What is required => Retype, without pictures, the line holding "Query: fingers" and each line below it through the final line.

Collected data entries:
_____

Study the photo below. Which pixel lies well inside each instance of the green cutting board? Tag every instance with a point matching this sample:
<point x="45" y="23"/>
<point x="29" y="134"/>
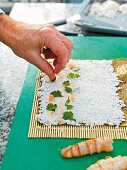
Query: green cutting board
<point x="44" y="154"/>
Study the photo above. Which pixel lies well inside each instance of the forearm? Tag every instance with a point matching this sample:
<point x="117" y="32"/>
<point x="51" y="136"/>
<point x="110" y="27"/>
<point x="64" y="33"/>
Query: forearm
<point x="7" y="29"/>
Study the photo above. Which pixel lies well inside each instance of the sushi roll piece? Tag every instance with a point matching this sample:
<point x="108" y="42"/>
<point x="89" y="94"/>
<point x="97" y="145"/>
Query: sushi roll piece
<point x="96" y="145"/>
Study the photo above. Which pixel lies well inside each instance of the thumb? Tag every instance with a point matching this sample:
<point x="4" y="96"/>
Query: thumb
<point x="44" y="66"/>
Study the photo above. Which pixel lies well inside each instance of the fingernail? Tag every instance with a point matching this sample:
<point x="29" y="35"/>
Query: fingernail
<point x="54" y="79"/>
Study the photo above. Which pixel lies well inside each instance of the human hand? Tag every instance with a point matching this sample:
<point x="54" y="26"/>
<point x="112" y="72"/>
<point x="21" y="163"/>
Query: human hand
<point x="30" y="41"/>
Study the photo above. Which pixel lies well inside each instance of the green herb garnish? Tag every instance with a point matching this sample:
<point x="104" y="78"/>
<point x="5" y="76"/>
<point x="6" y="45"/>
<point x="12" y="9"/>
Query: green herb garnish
<point x="68" y="89"/>
<point x="56" y="93"/>
<point x="68" y="116"/>
<point x="73" y="75"/>
<point x="51" y="107"/>
<point x="67" y="102"/>
<point x="69" y="107"/>
<point x="66" y="83"/>
<point x="76" y="69"/>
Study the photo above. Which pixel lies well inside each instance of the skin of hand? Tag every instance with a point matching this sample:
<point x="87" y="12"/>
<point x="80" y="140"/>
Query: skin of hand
<point x="31" y="41"/>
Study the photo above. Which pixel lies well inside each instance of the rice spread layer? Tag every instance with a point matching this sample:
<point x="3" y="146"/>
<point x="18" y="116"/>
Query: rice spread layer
<point x="85" y="92"/>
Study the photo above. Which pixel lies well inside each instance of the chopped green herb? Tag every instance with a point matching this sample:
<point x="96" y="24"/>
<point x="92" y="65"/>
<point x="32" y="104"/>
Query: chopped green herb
<point x="68" y="89"/>
<point x="69" y="107"/>
<point x="68" y="116"/>
<point x="51" y="107"/>
<point x="56" y="93"/>
<point x="73" y="75"/>
<point x="67" y="102"/>
<point x="66" y="83"/>
<point x="76" y="69"/>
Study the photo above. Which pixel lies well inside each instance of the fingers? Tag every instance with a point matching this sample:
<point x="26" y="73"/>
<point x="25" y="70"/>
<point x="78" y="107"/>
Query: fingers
<point x="49" y="54"/>
<point x="43" y="65"/>
<point x="60" y="50"/>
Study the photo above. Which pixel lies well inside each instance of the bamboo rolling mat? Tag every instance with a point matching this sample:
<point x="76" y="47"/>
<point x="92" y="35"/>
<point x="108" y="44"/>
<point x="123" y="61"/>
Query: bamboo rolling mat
<point x="38" y="130"/>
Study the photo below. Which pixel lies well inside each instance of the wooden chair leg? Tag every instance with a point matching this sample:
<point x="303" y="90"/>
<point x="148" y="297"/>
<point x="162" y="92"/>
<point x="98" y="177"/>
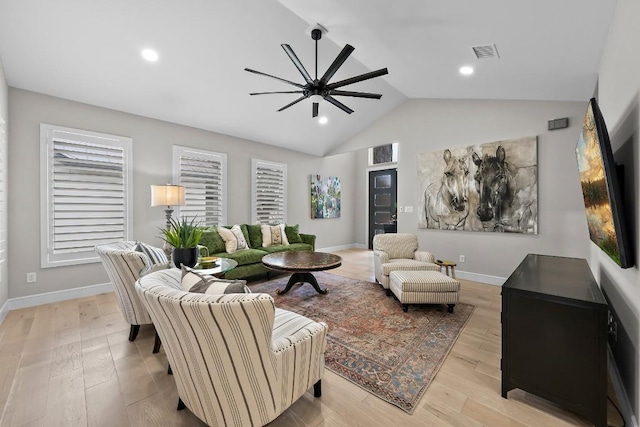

_____

Written reply =>
Query: fingers
<point x="49" y="54"/>
<point x="43" y="65"/>
<point x="60" y="50"/>
Study the photo above. Which pixel lies well inside each instance of the bamboo rolling mat? Tag every instance with a point matching this sample:
<point x="76" y="47"/>
<point x="92" y="35"/>
<point x="108" y="44"/>
<point x="123" y="61"/>
Query: bamboo rolling mat
<point x="38" y="130"/>
Study the photo below. Which pixel lies well inside each instance of the wooden chair leg? Tag every instance with a point matching this sample:
<point x="303" y="90"/>
<point x="148" y="297"/>
<point x="162" y="92"/>
<point x="98" y="177"/>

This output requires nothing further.